* Instructions for the task *
Name every person mentioned in the text on renaming Cambridge's Agassiz neighborhood.

Text excerpt start

Agassiz is a neighborhood between Porter Square and Harvard Square.
Agassiz is a neighborhood between Porter Square and Harvard Square. By Thomas Maisonneuve
By Raquel Coronell Uribe, Crimson Staff Writer

The Cambridge City Council on Aug. 2 unanimously approved the renaming of the Agassiz neighborhood north of Harvard to honor Maria L. Baldwin, the first Black female principal in the Northeast.

In February 2020, the City Council approved changing the name of the neighborhood, which previously commemorated Louis Agassiz, a 19th-century Harvard professor and proponent of scientific racism.

The origin for the name change can be traced back to Maya E. Counter ’24, who was a high school student when she first proposed a change nearly two years ago after researching the Agassiz name for her AP United States History class.

Cambridge Mayor Sumbul Siddiqui and Councilor Denise E. Simmons — who co-sponsored the 2020 order to begin the process of renaming the neighborhood as well as the Aug. 2 order that secured the Baldwin name — both praised Counter for her role.

“This name change furthers the City’s shared goals of better understanding, learning from, and engaging with our history,” Siddiqui wrote in an emailed statement. “I am so proud of Ms. Counter and her advocacy efforts around this name change.”

Simmons also lauded Counter’s efforts, writing in an email that the process of renaming the neighborhood has been “organic,” and something she is very supportive of.

Text excerpt end
Material supplied start

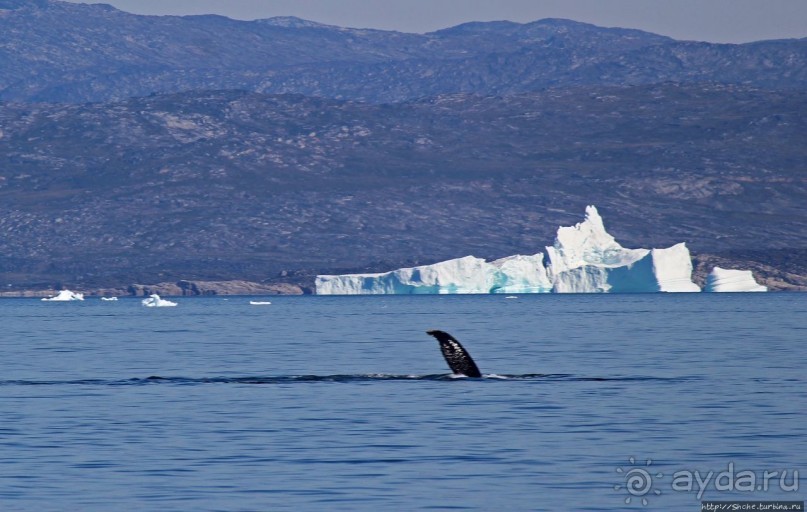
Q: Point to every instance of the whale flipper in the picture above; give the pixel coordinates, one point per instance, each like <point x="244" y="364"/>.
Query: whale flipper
<point x="458" y="359"/>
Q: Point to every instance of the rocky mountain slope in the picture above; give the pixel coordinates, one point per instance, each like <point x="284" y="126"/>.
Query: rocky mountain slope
<point x="54" y="51"/>
<point x="227" y="184"/>
<point x="195" y="151"/>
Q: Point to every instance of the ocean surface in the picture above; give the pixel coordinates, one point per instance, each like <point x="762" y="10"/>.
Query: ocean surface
<point x="590" y="402"/>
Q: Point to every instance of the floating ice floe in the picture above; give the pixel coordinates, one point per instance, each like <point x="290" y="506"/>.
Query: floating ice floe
<point x="154" y="301"/>
<point x="64" y="296"/>
<point x="725" y="280"/>
<point x="585" y="258"/>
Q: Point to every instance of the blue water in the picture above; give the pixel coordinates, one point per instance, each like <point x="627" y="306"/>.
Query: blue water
<point x="342" y="403"/>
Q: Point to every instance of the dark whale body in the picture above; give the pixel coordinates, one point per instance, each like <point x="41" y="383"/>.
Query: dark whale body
<point x="458" y="359"/>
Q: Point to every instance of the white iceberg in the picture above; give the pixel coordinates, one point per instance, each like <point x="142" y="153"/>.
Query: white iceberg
<point x="583" y="259"/>
<point x="515" y="274"/>
<point x="154" y="301"/>
<point x="726" y="280"/>
<point x="586" y="259"/>
<point x="65" y="296"/>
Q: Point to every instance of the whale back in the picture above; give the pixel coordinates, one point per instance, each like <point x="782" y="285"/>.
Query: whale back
<point x="458" y="359"/>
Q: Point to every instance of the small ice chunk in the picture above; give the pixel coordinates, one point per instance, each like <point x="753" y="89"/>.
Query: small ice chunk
<point x="154" y="301"/>
<point x="65" y="296"/>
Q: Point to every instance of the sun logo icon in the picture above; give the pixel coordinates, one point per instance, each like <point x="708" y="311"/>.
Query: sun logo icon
<point x="638" y="482"/>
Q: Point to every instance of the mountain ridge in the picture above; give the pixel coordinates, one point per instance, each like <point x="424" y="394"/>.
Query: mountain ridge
<point x="65" y="52"/>
<point x="145" y="149"/>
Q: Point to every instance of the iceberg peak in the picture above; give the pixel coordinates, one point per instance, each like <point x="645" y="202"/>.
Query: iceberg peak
<point x="584" y="258"/>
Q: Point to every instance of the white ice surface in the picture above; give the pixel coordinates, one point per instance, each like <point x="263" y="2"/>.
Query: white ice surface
<point x="65" y="296"/>
<point x="725" y="280"/>
<point x="154" y="301"/>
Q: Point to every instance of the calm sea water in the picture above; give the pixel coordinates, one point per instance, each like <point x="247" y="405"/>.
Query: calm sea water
<point x="342" y="403"/>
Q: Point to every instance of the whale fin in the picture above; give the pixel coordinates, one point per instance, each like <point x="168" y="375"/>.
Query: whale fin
<point x="458" y="359"/>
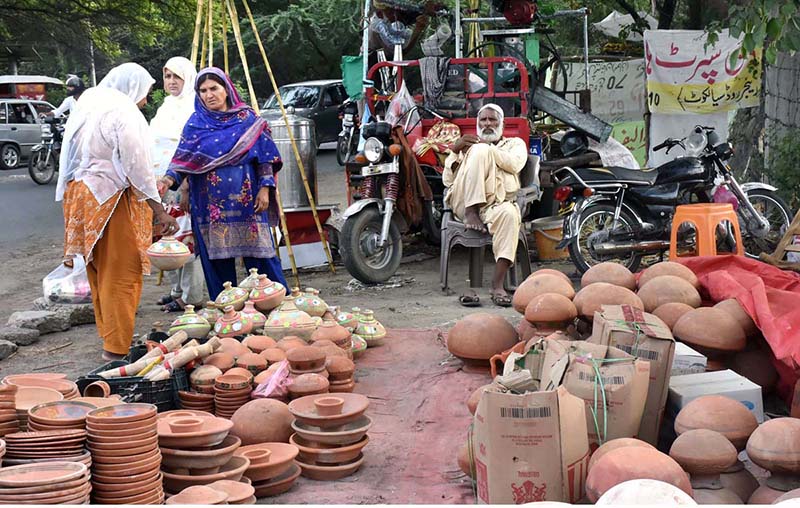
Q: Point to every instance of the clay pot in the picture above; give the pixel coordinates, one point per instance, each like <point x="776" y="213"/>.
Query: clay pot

Material supplied end

* Finished task *
Thomas Maisonneuve
Raquel Coronell Uribe
Maria L. Baldwin
Louis Agassiz
Maya E. Counter
Sumbul Siddiqui
Denise E. Simmons